## WHAT IS EXPECTED
Print, word for word, the stretch of the entries below from the line containing "shadow, then give the position of each instance." through the end of the entries.

## ENTRIES PROVIDED
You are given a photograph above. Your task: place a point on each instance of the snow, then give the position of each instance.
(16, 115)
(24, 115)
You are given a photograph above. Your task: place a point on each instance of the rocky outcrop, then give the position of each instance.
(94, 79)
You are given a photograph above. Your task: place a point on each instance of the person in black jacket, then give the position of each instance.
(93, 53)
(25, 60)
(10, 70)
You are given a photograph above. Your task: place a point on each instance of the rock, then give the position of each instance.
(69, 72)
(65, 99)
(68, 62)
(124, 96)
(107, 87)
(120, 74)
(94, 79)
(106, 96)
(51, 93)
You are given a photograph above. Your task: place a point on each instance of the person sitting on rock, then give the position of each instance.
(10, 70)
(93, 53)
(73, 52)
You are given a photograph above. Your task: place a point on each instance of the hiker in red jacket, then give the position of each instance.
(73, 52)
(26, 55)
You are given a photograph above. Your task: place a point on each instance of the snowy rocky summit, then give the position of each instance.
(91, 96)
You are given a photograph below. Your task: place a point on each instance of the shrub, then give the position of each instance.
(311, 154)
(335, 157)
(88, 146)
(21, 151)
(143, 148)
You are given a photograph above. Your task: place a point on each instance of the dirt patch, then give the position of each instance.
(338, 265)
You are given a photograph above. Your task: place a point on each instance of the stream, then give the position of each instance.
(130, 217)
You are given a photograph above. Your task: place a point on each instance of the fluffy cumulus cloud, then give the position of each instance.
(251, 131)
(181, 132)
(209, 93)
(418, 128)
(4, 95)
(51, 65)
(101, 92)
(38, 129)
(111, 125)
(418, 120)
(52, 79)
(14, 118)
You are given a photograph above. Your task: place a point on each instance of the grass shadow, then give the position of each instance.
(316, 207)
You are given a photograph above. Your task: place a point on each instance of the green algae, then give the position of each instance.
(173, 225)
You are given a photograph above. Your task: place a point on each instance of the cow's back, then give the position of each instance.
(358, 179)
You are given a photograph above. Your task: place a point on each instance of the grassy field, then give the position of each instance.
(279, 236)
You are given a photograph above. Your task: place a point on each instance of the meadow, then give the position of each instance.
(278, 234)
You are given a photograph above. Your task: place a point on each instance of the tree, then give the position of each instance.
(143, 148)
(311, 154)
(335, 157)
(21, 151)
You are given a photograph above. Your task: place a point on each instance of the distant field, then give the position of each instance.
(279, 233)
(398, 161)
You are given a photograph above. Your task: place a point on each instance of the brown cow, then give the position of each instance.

## FINAL RESULT
You are given a photograph above. Your task: place a point on each instance of the grass shadow, then give the position of each instance.
(316, 207)
You are given a photograph above. Your task: place a point on each instance of the green algae, then give the position of each instance.
(173, 225)
You are given a photograph above. Your task: place a point on each instance of the cow's back, then give the position of each instance.
(358, 179)
You are given a photograph above. Your task: place a point on each instance of the grassy field, then give the position of each instance.
(279, 236)
You are given a photograph above. Your task: place a point on each instance of the meadow, then give the position of each instance.
(278, 234)
You are given a photograph above. Your task: place a point on each instance of the tree, then give the position of each instance.
(143, 148)
(311, 154)
(335, 157)
(21, 151)
You are given a photograph above. Your task: place a point on each instance of the distant field, then give the position of each instance.
(279, 233)
(398, 161)
You are given a photograph above. Your task: place a point on each instance of the brown cow, then give the position of each instance.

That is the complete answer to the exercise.